→ **TASK BRIEF**: The entries below should be copied exactly and completely.

→ **DATASET RECORDS**:
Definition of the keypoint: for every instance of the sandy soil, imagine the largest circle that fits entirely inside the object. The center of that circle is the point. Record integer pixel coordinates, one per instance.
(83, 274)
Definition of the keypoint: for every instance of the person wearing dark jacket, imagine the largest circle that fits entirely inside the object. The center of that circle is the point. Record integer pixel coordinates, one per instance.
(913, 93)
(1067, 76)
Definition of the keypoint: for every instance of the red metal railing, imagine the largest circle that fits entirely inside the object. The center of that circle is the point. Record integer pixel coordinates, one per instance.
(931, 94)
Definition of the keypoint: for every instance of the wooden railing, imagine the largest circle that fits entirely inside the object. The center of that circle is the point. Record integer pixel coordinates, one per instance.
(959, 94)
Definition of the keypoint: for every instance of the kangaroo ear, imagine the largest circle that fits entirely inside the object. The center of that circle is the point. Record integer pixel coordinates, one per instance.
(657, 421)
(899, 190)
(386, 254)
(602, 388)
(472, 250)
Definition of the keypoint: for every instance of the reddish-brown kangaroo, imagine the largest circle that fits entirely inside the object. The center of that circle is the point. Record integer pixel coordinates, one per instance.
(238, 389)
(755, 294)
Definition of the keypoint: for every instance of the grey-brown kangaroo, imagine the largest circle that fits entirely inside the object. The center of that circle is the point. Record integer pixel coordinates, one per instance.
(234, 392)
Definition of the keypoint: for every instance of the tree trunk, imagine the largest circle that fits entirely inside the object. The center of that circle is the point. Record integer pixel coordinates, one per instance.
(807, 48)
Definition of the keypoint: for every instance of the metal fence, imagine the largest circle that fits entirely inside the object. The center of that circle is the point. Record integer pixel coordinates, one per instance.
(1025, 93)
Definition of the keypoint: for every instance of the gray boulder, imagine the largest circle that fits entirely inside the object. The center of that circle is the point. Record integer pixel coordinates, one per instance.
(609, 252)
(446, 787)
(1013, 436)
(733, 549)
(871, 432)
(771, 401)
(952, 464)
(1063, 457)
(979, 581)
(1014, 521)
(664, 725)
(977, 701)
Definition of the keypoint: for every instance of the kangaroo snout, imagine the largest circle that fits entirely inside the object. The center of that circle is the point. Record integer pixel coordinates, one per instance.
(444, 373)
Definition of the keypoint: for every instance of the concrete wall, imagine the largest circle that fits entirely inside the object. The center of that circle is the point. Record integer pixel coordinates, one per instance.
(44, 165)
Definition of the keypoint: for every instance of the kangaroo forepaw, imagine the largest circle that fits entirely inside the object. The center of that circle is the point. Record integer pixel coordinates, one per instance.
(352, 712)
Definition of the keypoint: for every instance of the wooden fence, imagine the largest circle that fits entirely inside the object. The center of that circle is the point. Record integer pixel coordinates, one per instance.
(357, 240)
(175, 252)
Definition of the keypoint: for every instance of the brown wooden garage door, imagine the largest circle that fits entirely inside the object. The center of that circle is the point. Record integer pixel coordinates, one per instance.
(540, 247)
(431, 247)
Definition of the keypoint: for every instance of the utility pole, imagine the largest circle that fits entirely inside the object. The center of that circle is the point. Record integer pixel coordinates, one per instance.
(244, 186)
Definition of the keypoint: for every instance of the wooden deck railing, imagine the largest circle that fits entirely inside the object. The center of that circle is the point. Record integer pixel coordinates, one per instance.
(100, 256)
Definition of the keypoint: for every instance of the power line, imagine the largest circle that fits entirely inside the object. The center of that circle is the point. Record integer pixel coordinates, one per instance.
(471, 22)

→ **RESULT BELOW**:
Definition of the keypoint: for every instance of the sandy soil, imagine the largest circle that fits entirely inside the object. The center of that circle is the point. Record integer pixel coordinates, one per instance.
(83, 274)
Definition of the keypoint: for every instance of the person wearing dark jacket, imagine the largest circle that fits entirely inside the object. The center of that circle is the point. Record integer pixel coordinates, one per instance.
(913, 93)
(1067, 76)
Definition of the keypoint: for every instance of the red metal railing, imagine the largest circle that fits entirely inside the object. The center of that circle is the point. Record integer pixel coordinates, one per instance.
(931, 94)
Definition of the keypoint: for every instance of the wooden railing, imagine the largest circle that fits entirely inside the object. The center of that circle is the point. Record integer pixel coordinates, one per instance.
(959, 94)
Definition of the keypoint: for every instance of the kangaroo ear, imagine the largest circle that fits entirely inside the object. The center of that circle is the point. Record integer pixel coordinates, one per instance.
(657, 421)
(899, 190)
(386, 254)
(602, 388)
(472, 250)
Definition of the keypoint: for every instance of the reddish-brown kangaroo, imagine the largest circle that fits entirely inside the object. The center of that circle is the point. Record integer pixel coordinates, one per instance.
(238, 389)
(755, 294)
Definition of the keypoint: for every instance of the grey-brown kangaroo, imagine the largest circle that fits entirely inside the object. The center of that circle is the point. Record integer pixel coordinates, one per instance.
(234, 392)
Definition of the keypoint: for every instance of the tree trunk, imagine the largest circle that fits entirely inside the object. The center of that circle is the point. Record integer pixel coordinates, one per instance.
(807, 48)
Definition of the keypoint: for every instance of the metal fence, imagine the largest circle that fits entirely inside the object. The center of that circle is the point. Record integer pixel coordinates, one per instance.
(1025, 93)
Definition of the keypoint: for every instance of the gray boulder, imagine the largest circle that fits entirely inside the object. The center of that circle is the point. Record integer pixel coordinates, one per instance.
(609, 252)
(446, 787)
(1013, 436)
(733, 549)
(871, 432)
(771, 401)
(952, 464)
(1063, 457)
(979, 581)
(1014, 521)
(664, 725)
(977, 701)
Definition of the keypoint: for every instance of the kangaroo snout, imagine the largest circle that fits entirely inside the object. The center of that circle is the point. Record integer pixel coordinates, one per instance.
(444, 373)
Definition of the keypoint: for every instance of the concrete wall, imagine the largest circle that fits entirely inside the object. The center of that circle is the point. Record integer pixel coordinates, one per instance.
(44, 165)
Definition of the keypoint: for every instance of the kangaroo forepaw, imagine the largest circle that fits entirely inside the object. The center of that circle is the point. Record integer pixel coordinates, one per instance.
(352, 712)
Definition of the keypoint: for every instance of the wooden fence, imagine the largest circle that fits entirely inside the object. The center of that circle is the point. Record integer pixel coordinates, one per instance.
(357, 240)
(175, 252)
Definition of the keypoint: for every instance of the brown wooden garage door, imagine the largest circle that fits entirely inside the object. The center of that circle is the point. Record integer pixel coordinates, one per instance.
(540, 247)
(431, 247)
Definition of the keypoint: for every instance of the utility pole, imagine the largest circle that fits entirely inside the object. The center of that circle is the point. Record integer pixel coordinates, one per instance.
(244, 186)
Definition of the keypoint: for every instance of the wooden deck railing, imagine the largest circle that fits entirely inside the object. The center of that circle is the point. Record integer pixel coordinates, one per instance.
(100, 256)
Definition of the keypoint: for every instance of the power line, imagine the largest circle that fits entirely inside the object. The center of that circle is the point. Record integer pixel coordinates, one per instance.
(471, 22)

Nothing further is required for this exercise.